▶ _What is needed_
Copy the records from the line containing "Where can the rear window" up to and including the line containing "<point>525,151</point>", substituting "tail lamp" for every "taillight" and changing nothing else.
++++++++
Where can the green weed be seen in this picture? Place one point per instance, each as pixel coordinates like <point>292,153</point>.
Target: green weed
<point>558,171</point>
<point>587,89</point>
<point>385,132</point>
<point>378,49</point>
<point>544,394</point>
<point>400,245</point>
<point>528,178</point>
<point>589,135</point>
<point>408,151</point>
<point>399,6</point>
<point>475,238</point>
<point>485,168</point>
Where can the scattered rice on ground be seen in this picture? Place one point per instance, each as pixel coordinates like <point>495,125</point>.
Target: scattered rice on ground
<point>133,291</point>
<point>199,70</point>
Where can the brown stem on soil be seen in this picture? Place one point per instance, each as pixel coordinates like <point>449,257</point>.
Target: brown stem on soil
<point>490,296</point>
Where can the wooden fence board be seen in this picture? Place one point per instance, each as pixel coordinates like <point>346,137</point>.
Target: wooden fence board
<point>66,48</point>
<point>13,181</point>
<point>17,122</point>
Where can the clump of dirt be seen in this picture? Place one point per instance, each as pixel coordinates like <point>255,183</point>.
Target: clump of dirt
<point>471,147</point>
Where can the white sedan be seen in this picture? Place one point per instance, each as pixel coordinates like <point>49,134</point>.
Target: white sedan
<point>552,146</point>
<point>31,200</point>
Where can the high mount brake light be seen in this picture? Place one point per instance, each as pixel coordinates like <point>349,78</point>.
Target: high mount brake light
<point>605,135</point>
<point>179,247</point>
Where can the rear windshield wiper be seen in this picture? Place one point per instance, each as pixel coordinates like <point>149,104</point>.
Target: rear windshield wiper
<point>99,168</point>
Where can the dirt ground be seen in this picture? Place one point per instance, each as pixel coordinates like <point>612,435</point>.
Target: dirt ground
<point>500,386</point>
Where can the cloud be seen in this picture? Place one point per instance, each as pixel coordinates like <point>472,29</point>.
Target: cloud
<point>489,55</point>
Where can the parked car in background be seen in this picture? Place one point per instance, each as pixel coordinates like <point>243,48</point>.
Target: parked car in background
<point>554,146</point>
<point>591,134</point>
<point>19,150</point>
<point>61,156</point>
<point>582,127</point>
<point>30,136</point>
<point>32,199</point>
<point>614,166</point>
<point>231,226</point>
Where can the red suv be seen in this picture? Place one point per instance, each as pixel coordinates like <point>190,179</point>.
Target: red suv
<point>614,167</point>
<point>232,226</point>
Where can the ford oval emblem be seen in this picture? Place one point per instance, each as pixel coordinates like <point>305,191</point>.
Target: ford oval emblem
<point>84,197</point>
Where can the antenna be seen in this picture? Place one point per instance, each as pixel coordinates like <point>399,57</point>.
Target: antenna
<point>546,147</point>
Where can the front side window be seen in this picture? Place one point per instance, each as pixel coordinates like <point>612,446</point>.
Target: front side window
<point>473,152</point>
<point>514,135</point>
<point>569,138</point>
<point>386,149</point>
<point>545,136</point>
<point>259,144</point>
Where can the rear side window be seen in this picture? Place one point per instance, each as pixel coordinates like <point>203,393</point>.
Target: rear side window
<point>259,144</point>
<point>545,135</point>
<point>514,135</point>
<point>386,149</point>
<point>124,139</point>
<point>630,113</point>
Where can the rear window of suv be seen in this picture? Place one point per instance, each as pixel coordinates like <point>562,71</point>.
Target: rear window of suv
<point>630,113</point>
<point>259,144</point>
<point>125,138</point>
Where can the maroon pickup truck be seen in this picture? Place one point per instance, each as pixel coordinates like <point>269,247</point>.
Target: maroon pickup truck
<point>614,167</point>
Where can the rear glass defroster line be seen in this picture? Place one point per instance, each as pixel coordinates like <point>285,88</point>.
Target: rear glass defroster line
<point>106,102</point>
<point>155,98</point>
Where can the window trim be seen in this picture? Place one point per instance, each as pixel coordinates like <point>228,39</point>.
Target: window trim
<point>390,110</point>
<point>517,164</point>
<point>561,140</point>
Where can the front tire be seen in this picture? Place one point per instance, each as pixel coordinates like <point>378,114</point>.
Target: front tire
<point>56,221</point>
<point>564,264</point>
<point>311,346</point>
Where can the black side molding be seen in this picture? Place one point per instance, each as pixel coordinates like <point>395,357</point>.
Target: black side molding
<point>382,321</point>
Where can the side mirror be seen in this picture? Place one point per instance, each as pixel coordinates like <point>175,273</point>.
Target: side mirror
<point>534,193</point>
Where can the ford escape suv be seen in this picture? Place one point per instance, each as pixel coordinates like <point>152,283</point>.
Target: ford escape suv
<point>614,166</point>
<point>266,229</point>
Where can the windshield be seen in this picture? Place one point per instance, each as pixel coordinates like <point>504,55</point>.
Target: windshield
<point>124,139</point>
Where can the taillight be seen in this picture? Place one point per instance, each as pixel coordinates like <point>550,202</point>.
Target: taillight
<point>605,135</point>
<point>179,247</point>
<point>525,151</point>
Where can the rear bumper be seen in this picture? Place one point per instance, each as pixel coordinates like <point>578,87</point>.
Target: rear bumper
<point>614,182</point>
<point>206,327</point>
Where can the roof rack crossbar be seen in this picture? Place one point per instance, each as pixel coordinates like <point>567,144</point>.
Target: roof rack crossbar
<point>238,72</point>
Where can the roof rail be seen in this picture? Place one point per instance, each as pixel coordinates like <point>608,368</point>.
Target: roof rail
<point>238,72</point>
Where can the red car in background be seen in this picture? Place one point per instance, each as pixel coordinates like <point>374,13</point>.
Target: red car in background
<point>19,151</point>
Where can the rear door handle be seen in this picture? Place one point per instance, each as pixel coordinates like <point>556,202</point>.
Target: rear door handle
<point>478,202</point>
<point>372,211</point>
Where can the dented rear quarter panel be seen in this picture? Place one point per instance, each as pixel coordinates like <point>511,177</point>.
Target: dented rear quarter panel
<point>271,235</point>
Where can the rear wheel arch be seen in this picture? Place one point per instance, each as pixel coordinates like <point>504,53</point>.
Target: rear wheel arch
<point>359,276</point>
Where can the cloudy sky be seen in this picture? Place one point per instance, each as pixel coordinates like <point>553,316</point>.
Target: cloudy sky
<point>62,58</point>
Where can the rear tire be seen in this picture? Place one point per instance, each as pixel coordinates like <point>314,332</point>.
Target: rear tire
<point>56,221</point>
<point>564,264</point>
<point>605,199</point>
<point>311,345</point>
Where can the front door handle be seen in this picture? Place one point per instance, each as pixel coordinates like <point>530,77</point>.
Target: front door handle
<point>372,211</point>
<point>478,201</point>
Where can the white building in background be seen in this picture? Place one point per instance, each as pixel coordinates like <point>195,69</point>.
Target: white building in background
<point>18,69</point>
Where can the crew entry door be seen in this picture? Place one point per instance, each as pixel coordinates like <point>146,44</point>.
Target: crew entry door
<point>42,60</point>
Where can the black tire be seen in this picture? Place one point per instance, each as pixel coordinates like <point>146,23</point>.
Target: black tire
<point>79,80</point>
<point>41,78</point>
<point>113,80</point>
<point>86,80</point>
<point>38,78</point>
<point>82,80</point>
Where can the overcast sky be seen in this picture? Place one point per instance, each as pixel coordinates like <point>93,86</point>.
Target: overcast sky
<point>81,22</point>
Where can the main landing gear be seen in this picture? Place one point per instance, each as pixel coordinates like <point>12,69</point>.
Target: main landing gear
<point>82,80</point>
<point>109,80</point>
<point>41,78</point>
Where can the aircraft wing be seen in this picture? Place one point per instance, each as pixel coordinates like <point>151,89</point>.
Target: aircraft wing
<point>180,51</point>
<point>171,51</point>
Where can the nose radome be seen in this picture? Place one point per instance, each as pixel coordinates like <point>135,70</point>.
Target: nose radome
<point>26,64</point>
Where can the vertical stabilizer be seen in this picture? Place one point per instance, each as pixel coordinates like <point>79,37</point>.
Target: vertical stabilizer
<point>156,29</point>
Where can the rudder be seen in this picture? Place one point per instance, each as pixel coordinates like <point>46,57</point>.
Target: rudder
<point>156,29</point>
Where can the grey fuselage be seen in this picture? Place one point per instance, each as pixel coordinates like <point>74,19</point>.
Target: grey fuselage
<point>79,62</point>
++++++++
▶ _Correct response_
Where can the rear window of suv be seen in this picture? Place one point per instance, each as pixel coordinates like <point>562,71</point>.
Target: rear window of suv
<point>630,113</point>
<point>259,144</point>
<point>125,138</point>
Where can the maroon pickup truck be seen in this picture? Place one point per instance, each as pixel coordinates like <point>269,247</point>.
Target: maroon pickup truck
<point>614,167</point>
Where can the rear glass defroster line be seen in this picture? Place one point per instance, each as pixel coordinates like <point>285,88</point>.
Target: rear glass defroster line
<point>106,102</point>
<point>155,98</point>
Where can the window trim be seen in this picture? Place one point per instance, each as pixel coordinates like <point>228,39</point>.
Target: window trim
<point>390,110</point>
<point>517,164</point>
<point>561,140</point>
Where can the front tire be seen in this picture? Place one point per instance, each as pixel coordinates like <point>378,114</point>.
Target: front tire
<point>56,221</point>
<point>564,264</point>
<point>311,346</point>
Where can the black side molding be seen in this picture? Place one point per instance, each as pixel coordinates like <point>395,357</point>.
Target: black side molding
<point>382,321</point>
Where can the side mirror be seen in this picture? Place one point per instance, each as pixel coordinates like <point>175,273</point>.
Target: side mirror
<point>534,193</point>
Where can the ford escape suv be seen in this picture? Place one point per instance, each as pixel coordinates like <point>152,283</point>.
Target: ford escape suv
<point>614,166</point>
<point>266,229</point>
Where can the windshield be seen in this picture? Place one point per instance, each as pixel coordinates like <point>504,55</point>.
Target: windshield
<point>124,139</point>
Where can the tail lamp be seen in this picture? Place one point per instance, each as pixel coordinates like <point>550,202</point>.
Target: tail lamp
<point>605,135</point>
<point>179,247</point>
<point>525,151</point>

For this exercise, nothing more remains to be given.